§ Text provided
## begin

In response, the server replies with a ServerHello message that specifies the TLS version, the selected cipher, the selected compression methods, and the server's public certificate signed by a Certificate Authority (CA). This certificate contains a public key that will be used by the client to encrypt the remainder of the handshake until a symmetric key can be agreed upon.
The client verifies the server's digital certificate against its list of trusted CAs. If trust can be established based on the CA, the client generates a string of pseudo-random bytes and encrypts this string using the server's public key. These random bytes will be used to determine the symmetric key.
The server decrypts the random bytes using its private key and utilizes these bytes to generate its own copy of the symmetric master key.
The client sends a Finished message to the server, encrypting a hash of the transmission that has occurred up to this point with the symmetric key.
The server generates its own hash and then decrypts the hash sent by the client to verify that it matches. If the hashes match, the server sends its own Finished message back to the client, which is also encrypted with the symmetric key.
From this point forward, the TLS session transmits application (HTTP) data encrypted with the agreed-upon symmetric key.

This handshake process establishes a secure connection between the client and server, ensuring that data transmitted over the connection is protected from eavesdropping and tampering.

If a Packet is Dropped

Sometimes, due to network congestion or flaky hardware connections, TLS packets may be dropped before reaching their final destination. In such cases, the sender must decide how to react. The algorithm governing this response is known as TCP congestion control. The specific implementation can vary depending on the sender, with the most common algorithms being Cubic on newer operating systems and New Reno on many others.

The client chooses a congestion window based on the maximum segment size (MSS) of the connection.
For each packet acknowledged, the congestion window doubles in size until it reaches the 'slow-start threshold.' In some implementations, this threshold is adaptive and can change based on network conditions.
Once the slow-start threshold is reached, the window increases additively for each packet acknowledged. If a packet is dropped, the window reduces exponentially until another packet is acknowledged.

## end

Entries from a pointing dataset
## begin

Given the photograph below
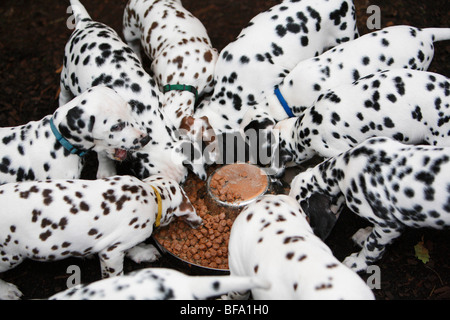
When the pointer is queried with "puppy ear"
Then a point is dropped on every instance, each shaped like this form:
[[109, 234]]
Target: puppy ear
[[321, 217]]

## end

§ Parts of the exercise
1 > In one to three sentences, explain why TLS packets may sometimes be dropped before reaching their final destination, according to the passage on the TLS handshake.
2 > Duplicate the passage on the TLS handshake from "The client verifies" to "symmetric master key.".

§ Results in order
1 > TLS packets may be dropped because of network congestion or flaky hardware connections.

2 >
The client verifies the server's digital certificate against its list of trusted CAs. If trust can be established based on the CA, the client generates a string of pseudo-random bytes and encrypts this string using the server's public key. These random bytes will be used to determine the symmetric key.
The server decrypts the random bytes using its private key and utilizes these bytes to generate its own copy of the symmetric master key.